(Beginning of Text passage)

FIGURE 4.14. The Endomembrane System

Eukaryotic cells contain a variety of organelles composed of membranes that consist of two layers of phospholipids and associated proteins. Each organelle has a unique shape and function. Many of these organelles are interconverted from one to another as they perform their essential functions.


Energy Converters—Mitochondria and Chloroplasts

Two other organelles composed of membranes are mitochondria and chloroplasts. Both types of organelles are associated with energy conversion reactions in the cell. Mitochondria and chloroplasts are different from other kinds of membranous structures in four ways. First, their membranes are chemically different from those of other membranous organelles; second, they are composed of two layers of membrane—an inner and an outer membrane; third, both of these structures have ribosomes and DNA that are similar to those of bacteria; fourth, these two structures have a certain degree of independence from the rest of the cell—they have a limited ability to reproduce themselves but must rely on DNA from the cell nucleus for assistance. It is important to understand that cells cannot make mitochondria or chloroplasts by themselves. The DNA of the organelle is necessary for their reproduction.

(End of Text passage)
(Beginning of Record set)

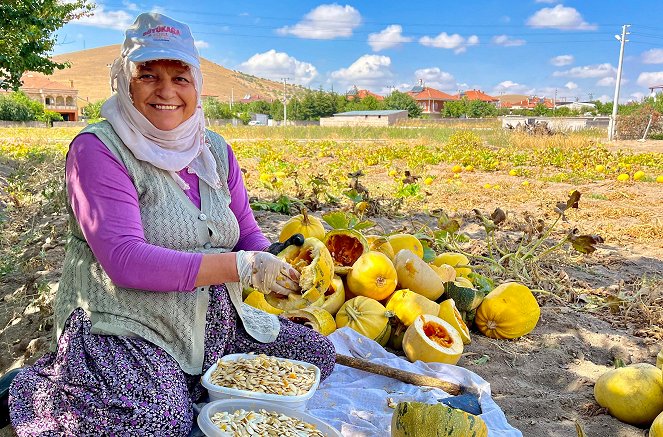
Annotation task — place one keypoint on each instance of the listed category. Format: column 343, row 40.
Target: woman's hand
column 266, row 273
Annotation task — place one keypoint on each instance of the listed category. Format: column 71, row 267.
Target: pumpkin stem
column 305, row 219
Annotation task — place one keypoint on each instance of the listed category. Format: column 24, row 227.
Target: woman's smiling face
column 164, row 92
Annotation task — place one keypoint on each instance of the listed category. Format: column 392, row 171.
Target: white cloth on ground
column 355, row 402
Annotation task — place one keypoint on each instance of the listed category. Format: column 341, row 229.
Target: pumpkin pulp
column 438, row 334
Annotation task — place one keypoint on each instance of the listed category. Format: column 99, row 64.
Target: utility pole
column 615, row 103
column 285, row 102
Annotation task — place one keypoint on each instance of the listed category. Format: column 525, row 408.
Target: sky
column 567, row 50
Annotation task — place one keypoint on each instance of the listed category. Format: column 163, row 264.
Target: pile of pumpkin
column 381, row 287
column 634, row 394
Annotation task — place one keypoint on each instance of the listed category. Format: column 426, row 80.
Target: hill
column 89, row 74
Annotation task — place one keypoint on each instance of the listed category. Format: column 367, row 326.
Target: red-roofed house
column 430, row 100
column 355, row 93
column 254, row 98
column 54, row 96
column 478, row 95
column 529, row 103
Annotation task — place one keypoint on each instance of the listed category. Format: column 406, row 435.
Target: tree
column 398, row 100
column 28, row 28
column 93, row 110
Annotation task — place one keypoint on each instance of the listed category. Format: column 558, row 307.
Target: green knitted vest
column 174, row 321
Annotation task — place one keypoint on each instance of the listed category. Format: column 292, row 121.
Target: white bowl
column 217, row 392
column 231, row 405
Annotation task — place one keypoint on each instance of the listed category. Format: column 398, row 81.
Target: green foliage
column 93, row 110
column 17, row 106
column 27, row 45
column 398, row 100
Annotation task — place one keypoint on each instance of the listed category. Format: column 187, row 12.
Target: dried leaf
column 579, row 430
column 483, row 359
column 488, row 224
column 584, row 243
column 447, row 224
column 498, row 216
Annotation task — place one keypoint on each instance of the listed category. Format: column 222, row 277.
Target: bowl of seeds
column 262, row 377
column 248, row 417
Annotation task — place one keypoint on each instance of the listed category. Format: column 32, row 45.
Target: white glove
column 266, row 273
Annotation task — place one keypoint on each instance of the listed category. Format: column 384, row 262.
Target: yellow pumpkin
column 656, row 429
column 406, row 241
column 450, row 314
column 372, row 275
column 417, row 275
column 431, row 339
column 454, row 259
column 315, row 318
column 366, row 316
column 408, row 305
column 307, row 225
column 257, row 300
column 632, row 394
column 345, row 247
column 335, row 296
column 380, row 244
column 315, row 265
column 509, row 311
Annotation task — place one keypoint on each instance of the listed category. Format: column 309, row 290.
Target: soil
column 544, row 381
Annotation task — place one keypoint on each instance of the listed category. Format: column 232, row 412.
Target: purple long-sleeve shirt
column 105, row 204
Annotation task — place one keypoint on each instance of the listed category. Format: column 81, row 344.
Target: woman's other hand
column 266, row 273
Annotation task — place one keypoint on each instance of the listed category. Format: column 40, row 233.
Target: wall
column 559, row 123
column 363, row 120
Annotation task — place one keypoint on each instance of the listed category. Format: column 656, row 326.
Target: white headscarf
column 170, row 150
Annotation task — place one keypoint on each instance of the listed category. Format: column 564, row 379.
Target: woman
column 158, row 215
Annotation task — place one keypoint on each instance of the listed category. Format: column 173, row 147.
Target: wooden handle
column 401, row 375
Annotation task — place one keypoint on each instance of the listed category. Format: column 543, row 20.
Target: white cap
column 154, row 36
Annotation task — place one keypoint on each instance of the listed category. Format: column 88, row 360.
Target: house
column 530, row 103
column 355, row 93
column 478, row 95
column 430, row 100
column 365, row 118
column 255, row 98
column 53, row 95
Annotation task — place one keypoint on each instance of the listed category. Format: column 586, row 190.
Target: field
column 442, row 184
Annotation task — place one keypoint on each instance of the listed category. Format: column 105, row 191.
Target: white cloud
column 453, row 42
column 276, row 65
column 607, row 81
column 562, row 60
column 588, row 71
column 436, row 78
column 652, row 78
column 119, row 20
column 507, row 41
column 370, row 71
column 130, row 6
column 510, row 87
column 653, row 56
column 391, row 36
column 325, row 22
column 559, row 17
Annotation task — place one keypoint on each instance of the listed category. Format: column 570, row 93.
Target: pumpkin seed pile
column 264, row 374
column 262, row 423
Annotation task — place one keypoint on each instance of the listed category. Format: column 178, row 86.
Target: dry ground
column 544, row 381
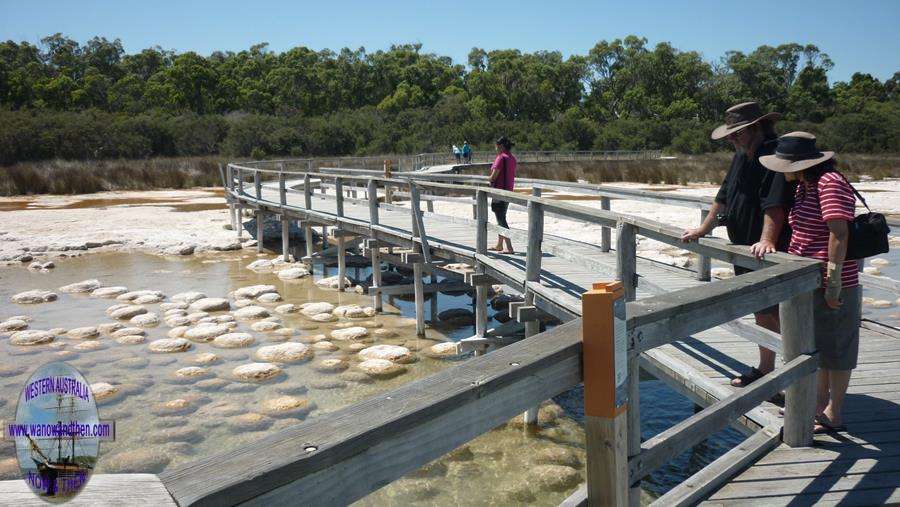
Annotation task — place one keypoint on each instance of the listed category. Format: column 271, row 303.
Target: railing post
column 704, row 263
column 626, row 259
column 481, row 222
column 372, row 191
column 388, row 193
column 604, row 231
column 606, row 403
column 798, row 338
column 339, row 195
column 533, row 274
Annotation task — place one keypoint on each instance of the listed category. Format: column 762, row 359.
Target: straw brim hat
column 723, row 131
column 785, row 165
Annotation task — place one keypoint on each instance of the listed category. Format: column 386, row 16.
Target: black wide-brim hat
column 742, row 116
column 795, row 152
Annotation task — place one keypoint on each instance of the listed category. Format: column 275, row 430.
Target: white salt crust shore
column 47, row 232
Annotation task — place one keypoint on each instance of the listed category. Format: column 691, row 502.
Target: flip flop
column 824, row 425
column 748, row 378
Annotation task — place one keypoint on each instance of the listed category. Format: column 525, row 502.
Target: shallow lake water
column 511, row 464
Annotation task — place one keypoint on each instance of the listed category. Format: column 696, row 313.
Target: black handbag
column 868, row 232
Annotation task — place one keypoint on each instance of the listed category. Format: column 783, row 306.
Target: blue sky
column 858, row 35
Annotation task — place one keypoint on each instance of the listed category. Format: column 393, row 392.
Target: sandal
column 747, row 378
column 824, row 425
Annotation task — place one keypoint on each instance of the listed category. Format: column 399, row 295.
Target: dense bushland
column 67, row 100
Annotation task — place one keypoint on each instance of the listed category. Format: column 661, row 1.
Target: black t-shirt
column 748, row 190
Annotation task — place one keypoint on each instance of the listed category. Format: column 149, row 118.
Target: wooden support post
column 260, row 219
column 606, row 403
column 339, row 195
column 282, row 189
column 310, row 247
column 420, row 298
column 626, row 259
column 604, row 231
column 481, row 222
column 342, row 263
column 285, row 238
column 388, row 193
column 372, row 191
column 375, row 253
column 533, row 256
column 704, row 263
column 800, row 398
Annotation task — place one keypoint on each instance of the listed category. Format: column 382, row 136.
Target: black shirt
column 748, row 190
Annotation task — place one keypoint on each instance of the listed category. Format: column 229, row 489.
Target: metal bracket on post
column 606, row 402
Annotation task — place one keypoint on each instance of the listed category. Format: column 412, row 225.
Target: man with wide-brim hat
column 752, row 204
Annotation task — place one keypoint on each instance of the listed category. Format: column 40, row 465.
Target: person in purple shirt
column 503, row 176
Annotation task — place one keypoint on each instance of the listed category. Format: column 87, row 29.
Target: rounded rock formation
column 169, row 345
column 256, row 372
column 32, row 297
column 233, row 340
column 81, row 287
column 251, row 313
column 289, row 352
column 31, row 337
column 210, row 305
column 393, row 353
column 380, row 368
column 350, row 333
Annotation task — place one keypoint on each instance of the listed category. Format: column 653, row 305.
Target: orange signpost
column 605, row 370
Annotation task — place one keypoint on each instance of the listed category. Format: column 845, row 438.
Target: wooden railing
column 381, row 439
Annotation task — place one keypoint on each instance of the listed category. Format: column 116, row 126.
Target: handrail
column 479, row 394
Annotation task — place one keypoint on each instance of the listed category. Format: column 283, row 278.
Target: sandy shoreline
column 171, row 221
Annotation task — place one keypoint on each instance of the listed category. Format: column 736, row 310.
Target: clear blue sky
column 859, row 35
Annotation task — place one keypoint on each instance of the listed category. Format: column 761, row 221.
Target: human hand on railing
column 692, row 234
column 761, row 248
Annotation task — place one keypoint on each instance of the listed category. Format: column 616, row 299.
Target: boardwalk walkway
column 860, row 466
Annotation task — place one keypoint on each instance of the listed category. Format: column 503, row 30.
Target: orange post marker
column 605, row 371
column 604, row 358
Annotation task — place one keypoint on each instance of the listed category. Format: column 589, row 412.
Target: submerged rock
column 350, row 333
column 393, row 353
column 81, row 287
column 109, row 292
column 234, row 340
column 253, row 291
column 206, row 332
column 286, row 406
column 128, row 312
column 169, row 345
column 210, row 305
column 256, row 372
column 380, row 368
column 31, row 337
column 289, row 352
column 32, row 297
column 12, row 325
column 555, row 477
column 251, row 313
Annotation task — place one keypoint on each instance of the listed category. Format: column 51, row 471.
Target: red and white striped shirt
column 815, row 204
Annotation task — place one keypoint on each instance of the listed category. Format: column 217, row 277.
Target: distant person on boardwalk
column 503, row 176
column 824, row 207
column 752, row 203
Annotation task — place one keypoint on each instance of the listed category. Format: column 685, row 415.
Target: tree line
column 64, row 99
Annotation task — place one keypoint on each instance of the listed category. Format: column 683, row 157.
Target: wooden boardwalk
column 858, row 467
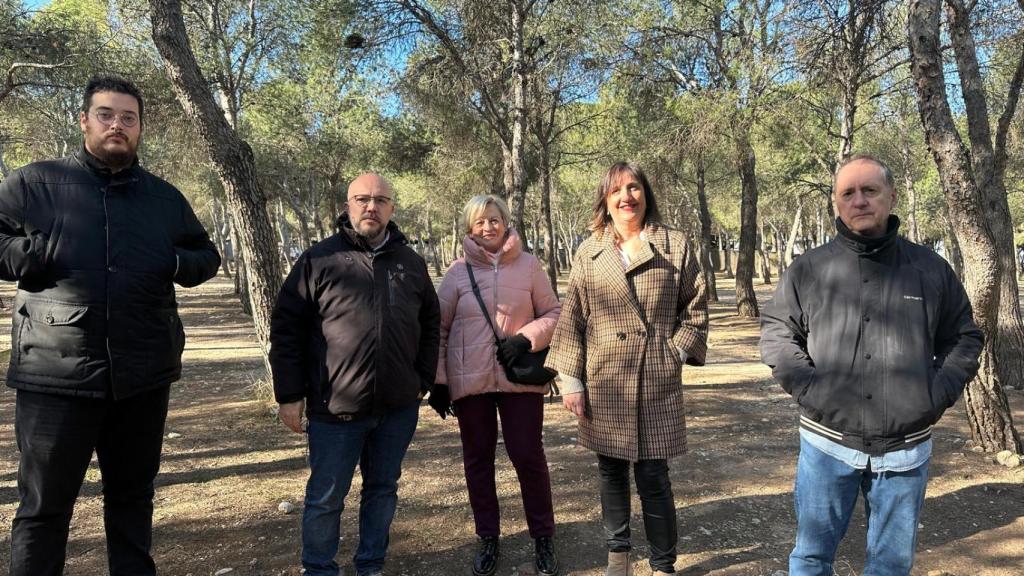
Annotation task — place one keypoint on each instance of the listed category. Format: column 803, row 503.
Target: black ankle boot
column 547, row 564
column 486, row 560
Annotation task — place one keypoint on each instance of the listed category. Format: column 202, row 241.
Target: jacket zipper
column 107, row 286
column 497, row 260
column 390, row 287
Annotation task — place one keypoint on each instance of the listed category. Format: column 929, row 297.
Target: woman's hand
column 574, row 403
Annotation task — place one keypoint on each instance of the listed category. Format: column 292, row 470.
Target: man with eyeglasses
column 95, row 243
column 354, row 338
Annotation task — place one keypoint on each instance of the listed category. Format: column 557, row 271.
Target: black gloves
column 512, row 347
column 440, row 401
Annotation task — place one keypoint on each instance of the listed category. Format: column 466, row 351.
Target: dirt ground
column 228, row 463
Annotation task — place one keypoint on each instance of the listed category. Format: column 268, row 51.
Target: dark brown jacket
column 621, row 331
column 355, row 331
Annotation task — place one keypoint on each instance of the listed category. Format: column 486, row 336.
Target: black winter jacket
column 95, row 256
column 872, row 337
column 355, row 331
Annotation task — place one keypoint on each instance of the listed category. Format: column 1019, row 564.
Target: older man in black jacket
column 95, row 244
column 873, row 337
column 354, row 340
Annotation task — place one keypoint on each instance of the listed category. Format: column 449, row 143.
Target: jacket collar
column 864, row 246
column 96, row 166
column 394, row 236
column 477, row 255
column 608, row 263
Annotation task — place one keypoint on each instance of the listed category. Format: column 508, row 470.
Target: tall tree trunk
column 988, row 412
column 953, row 256
column 791, row 244
column 911, row 194
column 219, row 225
column 763, row 253
column 284, row 236
column 3, row 165
column 433, row 247
column 548, row 257
column 727, row 254
column 849, row 114
column 517, row 195
column 708, row 262
column 232, row 160
column 747, row 298
column 988, row 162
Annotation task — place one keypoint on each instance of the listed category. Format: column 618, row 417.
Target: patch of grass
column 261, row 391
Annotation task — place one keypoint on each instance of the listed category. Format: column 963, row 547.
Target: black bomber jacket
column 95, row 256
column 355, row 331
column 872, row 337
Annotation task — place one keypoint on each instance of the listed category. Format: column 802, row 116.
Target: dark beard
column 116, row 161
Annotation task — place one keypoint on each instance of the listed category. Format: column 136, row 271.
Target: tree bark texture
column 988, row 412
column 548, row 257
column 988, row 162
column 518, row 192
column 747, row 299
column 232, row 160
column 708, row 261
column 911, row 193
column 726, row 255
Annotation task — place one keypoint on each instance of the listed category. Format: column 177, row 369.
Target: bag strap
column 479, row 300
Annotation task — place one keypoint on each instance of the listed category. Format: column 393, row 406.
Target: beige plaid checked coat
column 621, row 331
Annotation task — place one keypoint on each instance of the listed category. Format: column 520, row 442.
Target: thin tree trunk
column 219, row 223
column 284, row 238
column 232, row 160
column 548, row 256
column 747, row 299
column 988, row 412
column 4, row 171
column 791, row 244
column 704, row 214
column 989, row 162
column 911, row 193
column 763, row 253
column 727, row 254
column 517, row 195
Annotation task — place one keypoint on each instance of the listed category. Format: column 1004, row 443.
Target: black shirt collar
column 864, row 245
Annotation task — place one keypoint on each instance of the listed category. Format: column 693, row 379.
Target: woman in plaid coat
column 634, row 313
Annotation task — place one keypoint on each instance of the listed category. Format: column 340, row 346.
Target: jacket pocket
column 806, row 398
column 52, row 339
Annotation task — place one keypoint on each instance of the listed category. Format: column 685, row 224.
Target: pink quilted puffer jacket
column 526, row 305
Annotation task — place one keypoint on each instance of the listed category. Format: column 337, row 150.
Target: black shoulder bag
column 528, row 367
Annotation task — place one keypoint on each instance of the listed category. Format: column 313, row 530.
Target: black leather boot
column 547, row 564
column 486, row 560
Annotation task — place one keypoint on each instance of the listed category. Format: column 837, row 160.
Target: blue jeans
column 825, row 494
column 378, row 445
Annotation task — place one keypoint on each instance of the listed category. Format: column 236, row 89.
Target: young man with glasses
column 354, row 340
column 95, row 244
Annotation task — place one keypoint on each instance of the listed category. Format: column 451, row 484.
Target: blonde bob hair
column 478, row 204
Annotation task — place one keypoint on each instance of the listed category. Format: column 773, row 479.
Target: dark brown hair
column 601, row 215
column 111, row 84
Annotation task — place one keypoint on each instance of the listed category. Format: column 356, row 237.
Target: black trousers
column 656, row 501
column 56, row 436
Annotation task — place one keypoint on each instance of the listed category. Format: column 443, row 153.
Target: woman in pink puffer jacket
column 523, row 307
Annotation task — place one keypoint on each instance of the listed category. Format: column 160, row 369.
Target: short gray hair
column 478, row 204
column 850, row 159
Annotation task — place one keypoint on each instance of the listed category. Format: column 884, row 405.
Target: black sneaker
column 545, row 561
column 486, row 560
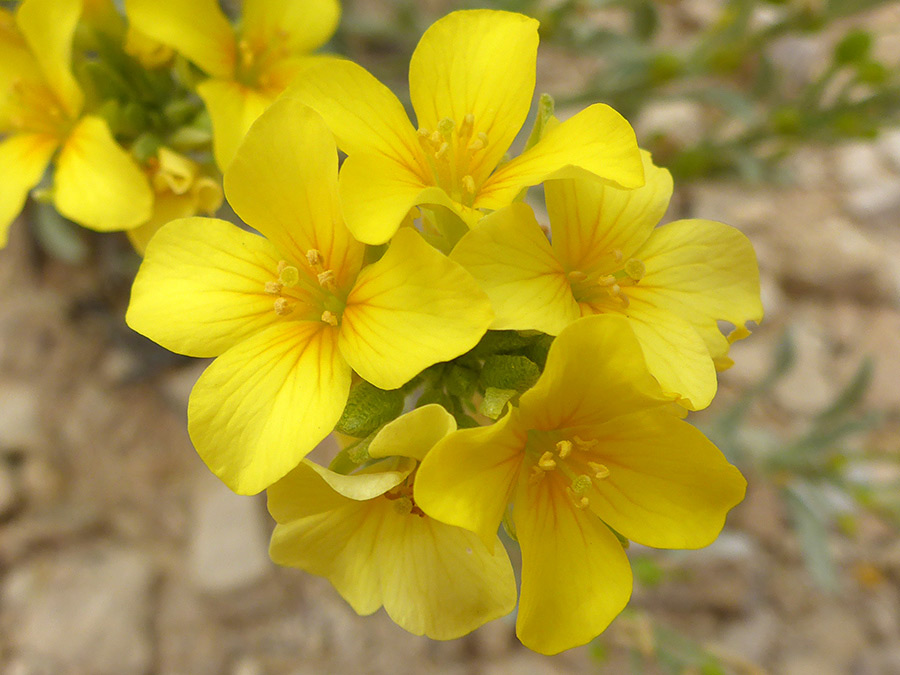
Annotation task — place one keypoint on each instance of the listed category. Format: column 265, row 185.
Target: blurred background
column 121, row 554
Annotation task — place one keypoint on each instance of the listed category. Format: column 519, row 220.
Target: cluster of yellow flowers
column 413, row 276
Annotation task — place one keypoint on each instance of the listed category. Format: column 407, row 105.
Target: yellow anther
column 289, row 276
column 635, row 269
column 478, row 143
column 445, row 128
column 326, row 278
column 283, row 307
column 546, row 462
column 581, row 484
column 600, row 470
column 465, row 129
column 583, row 444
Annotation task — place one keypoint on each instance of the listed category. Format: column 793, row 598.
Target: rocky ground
column 121, row 555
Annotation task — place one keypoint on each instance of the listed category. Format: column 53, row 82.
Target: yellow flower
column 181, row 190
column 291, row 313
column 96, row 182
column 471, row 81
column 674, row 283
column 248, row 67
column 364, row 533
column 595, row 448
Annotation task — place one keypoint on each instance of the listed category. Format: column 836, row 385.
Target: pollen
column 601, row 471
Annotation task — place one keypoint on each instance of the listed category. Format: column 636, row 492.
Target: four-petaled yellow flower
column 471, row 81
column 96, row 182
column 674, row 283
column 248, row 67
column 365, row 534
column 594, row 449
column 291, row 313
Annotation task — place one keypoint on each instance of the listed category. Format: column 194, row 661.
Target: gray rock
column 229, row 544
column 86, row 612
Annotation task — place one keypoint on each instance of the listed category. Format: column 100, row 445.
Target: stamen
column 289, row 276
column 313, row 257
column 582, row 484
column 283, row 307
column 600, row 470
column 546, row 462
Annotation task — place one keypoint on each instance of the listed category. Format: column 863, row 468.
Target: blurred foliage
column 824, row 474
column 753, row 107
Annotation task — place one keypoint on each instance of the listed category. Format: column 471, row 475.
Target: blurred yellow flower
column 291, row 313
column 248, row 67
column 365, row 534
column 674, row 283
column 471, row 82
column 96, row 182
column 180, row 189
column 594, row 449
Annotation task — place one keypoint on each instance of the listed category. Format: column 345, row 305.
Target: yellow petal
column 575, row 575
column 577, row 388
column 479, row 63
column 668, row 486
column 467, row 479
column 591, row 220
column 197, row 29
column 266, row 402
column 410, row 310
column 378, row 192
column 511, row 259
column 363, row 114
column 432, row 579
column 232, row 108
column 438, row 580
column 97, row 183
column 23, row 159
column 295, row 26
column 705, row 272
column 201, row 287
column 413, row 434
column 596, row 142
column 283, row 182
column 48, row 26
column 675, row 353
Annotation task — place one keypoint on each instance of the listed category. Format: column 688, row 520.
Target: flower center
column 596, row 285
column 449, row 152
column 313, row 288
column 32, row 107
column 568, row 458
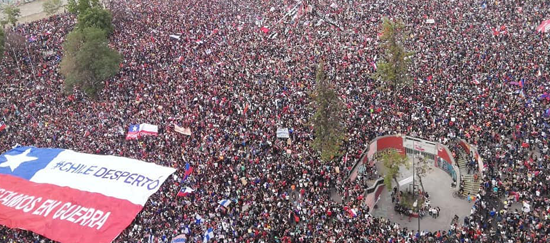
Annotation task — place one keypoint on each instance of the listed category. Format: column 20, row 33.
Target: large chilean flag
column 74, row 197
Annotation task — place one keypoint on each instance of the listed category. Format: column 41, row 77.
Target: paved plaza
column 438, row 185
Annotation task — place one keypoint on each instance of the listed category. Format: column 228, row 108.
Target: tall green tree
column 394, row 67
column 11, row 15
column 392, row 160
column 328, row 118
column 88, row 61
column 2, row 42
column 80, row 6
column 52, row 6
column 96, row 17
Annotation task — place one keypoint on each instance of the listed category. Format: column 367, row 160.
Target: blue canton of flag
column 24, row 162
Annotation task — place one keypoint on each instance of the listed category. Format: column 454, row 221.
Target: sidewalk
column 33, row 11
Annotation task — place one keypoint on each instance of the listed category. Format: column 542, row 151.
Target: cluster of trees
column 88, row 60
column 328, row 119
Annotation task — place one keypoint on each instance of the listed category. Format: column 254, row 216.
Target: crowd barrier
column 439, row 153
column 472, row 150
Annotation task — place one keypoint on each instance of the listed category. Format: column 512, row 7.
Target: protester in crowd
column 478, row 73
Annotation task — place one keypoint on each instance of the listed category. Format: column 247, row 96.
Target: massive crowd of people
column 480, row 72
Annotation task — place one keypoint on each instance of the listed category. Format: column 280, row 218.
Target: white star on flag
column 14, row 161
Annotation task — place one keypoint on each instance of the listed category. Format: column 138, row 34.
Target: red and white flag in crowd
column 74, row 197
column 135, row 131
column 182, row 130
column 544, row 26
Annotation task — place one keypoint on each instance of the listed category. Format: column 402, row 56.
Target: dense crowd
column 480, row 72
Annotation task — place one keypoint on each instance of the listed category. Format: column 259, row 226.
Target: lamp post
column 414, row 186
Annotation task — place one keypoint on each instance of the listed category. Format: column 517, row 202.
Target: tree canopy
column 2, row 42
column 80, row 6
column 327, row 120
column 96, row 17
column 394, row 67
column 88, row 61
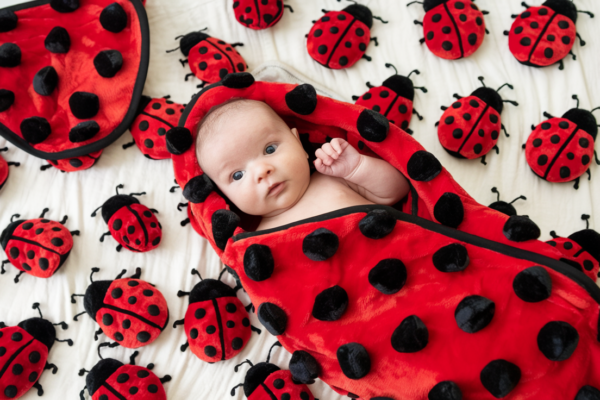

(End of Record set)

**To do**
#1 Decide whether each statement agrees with the organelle passage, answering yes or no and quoting the words of the passage that settle it: (a) Mitochondria and chloroplasts each consist of a single layer of membrane. (b) Cells are able to make mitochondria or chloroplasts on their own. (c) Each organelle has a unique shape and function.
#2 Summarize the organelle passage in two sentences.
#3 Write the next part of the organelle passage, picking up after its final sentence.

**Task results**
#1
(a) No: "they are composed of two layers of membrane—an inner and an outer membrane"
(b) No: "cells cannot make mitochondria or chloroplasts by themselves"
(c) Yes: "Each organelle has a unique shape and function."

#2 Eukaryotic cells contain organelles made of phospholipid membranes, each with a unique shape and function, and many of these organelles are interconverted as they perform their functions. Mitochondria and chloroplasts, which carry out energy conversion reactions, differ from other membranous organelles in their membrane chemistry, their inner and outer membranes, their bacteria-like ribosomes and DNA, and their limited independence, and the cell cannot make them without the organelles' own DNA.

#3
The mitochondrion is an organelle that contains the enzymes responsible for aerobic cellular respiration. It consists of an outer membrane and an inner folded membrane. The individual folds of the inner membrane are known as cristae (figure 4.15a). Aerobic cellular respiration is the series of enzyme-controlled reactions involved in the release of energy from food molecules and requires the participation of oxygen molecules.


Some of the enzymes responsible for these reactions are dissolved in the fluid inside the mitochondrion and are made using DNA in the mitochondria (mDNA). Others are incorporated into the structure of the membranes and are arranged in an orderly sequence.

The number of mitochondria per cell varies from less than 10 to over 1,000 depending on the kind of cell. Cells involved in activities that require large amounts of energy, such as muscle cells, contain the most mitochondria. When cells are functioning aerobically, the mitochondria swell with activity. When this activity diminishes, though, they shrink and appear as threadlike structures. The details of the reactions involved in aerobic cellular respiration and their relationship to the structure of mitochondria will be discussed in chapter 6.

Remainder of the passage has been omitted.